“But Really, I’m Sorry For You”


Monday morning, Nellie McKay’s breathtaking tour de force, “Sari.”

Thanks to YouTuber danybus

More Nellie McKay at http://nelliemckay.com/

3 thoughts on ““But Really, I’m Sorry For You”

    • Thanks, Steve. If that were the only kind of thing she did, it would be amazing in itself. But she is quite a chameleon as a singer, many different styles and genres.

  1. Sometimes I feel like I shouldn’t apologize so much
    that it’s jive it’s a crutch
    I just used when I’m judged
    bein’ fudged by a face I can’t erase and can’t see
    cuz I misplaced a dossier or Monty Python CD
    or somethin’ stupid like that
    but jesus is that so bad
    to make my ego go splat
    like a tire goin’ flat
    or fat on a big mac
    I’m bein’ attacked
    tit for tat
    you fuckin’ bureaucrats
    you can just apologize back

    But I don’t know when it comes and it goes
    all the highs and the lows
    in this motionless psychosis
    ieeieei and I die fadin’ straight away
    ieeieei and I cry every waking day
    I don’t know what else to say

    I’m sorry for the mess
    the stupid way I’m dressed
    I guess I failed my test
    oh don’t you know I’m sorry for my views
    I musta been confused
    and yet you know that really I’m sorry for you

    Well now I don’t mean to offend, much
    just comprehend
    when you’re female and you’re fenced in and
    phen-phened to no end
    and no zen guide to men will help you fend off the brethren
    and then the pen appears
    and better than the oxygen network
    or the sword or the spear or the fork
    or the bored pork-fed horde
    it’s a mooring post
    the whore you’ll miss the most when you’re away
    when you’re in Snowshoe PA
    doin’ some play from Backstage
    that deals with AIDS and race and gays and
    relationships and ballet
    and then you’re like “hey yay what’d you say?

• _Supplied material_
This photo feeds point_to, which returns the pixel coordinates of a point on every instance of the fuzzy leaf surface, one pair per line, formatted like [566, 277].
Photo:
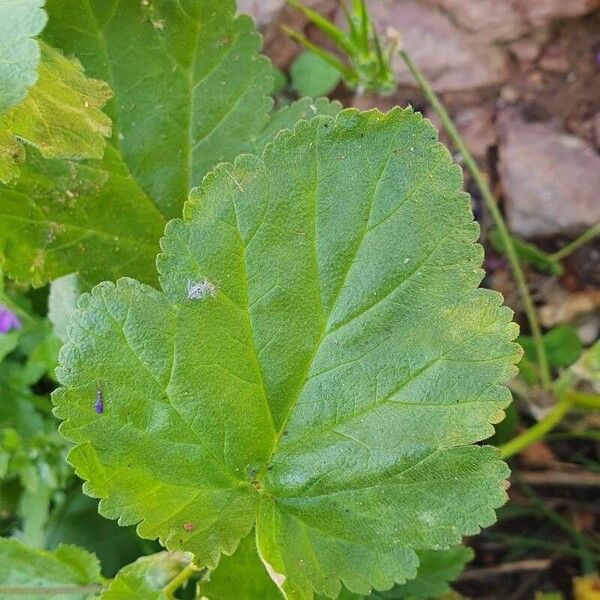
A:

• _What is expected_
Extend the blog post on Nellie McKay's "Sari," picking up right after its final line.

• _Exercise output_
    I can just sing my troubles away?”?
    but then you’re fucked
    ’cause you gotta make a buck
    and the whole world sucks
    and you’re like a lame duck
    that’s lyin’ dyin’ tryin’ to sell out
    but there’s no one buyin’ and there’s all this doubt
    and you can preen and dream and scream and shot
    but your life’s affliction is the fiction of Faust


    I’m sorry for the time
    the stupid way I rhyme
    I knew I shoulda chose a life of crime
    I’m sorry for my blues
    I guess it’s all old news
    and yet you know that really I’m sorry for you

    I’m sorry I’m sorry I’m sorry I’m sorry
    I also mirror this apology
    this idealogy of sorry
    in part of the liberal theology that’s leading us to hari-kari
    it’s like a mythology, almost
    like a malingering ghost
    as we slowly decompose
    writing in the grave of the polls
    cryin’ for Senator Wellstone and then proceeding to moan
    at our own supposed sabotage of the elections at home
    “oh somebody phone home!
    the American people have spoken!”?
    now is that certain?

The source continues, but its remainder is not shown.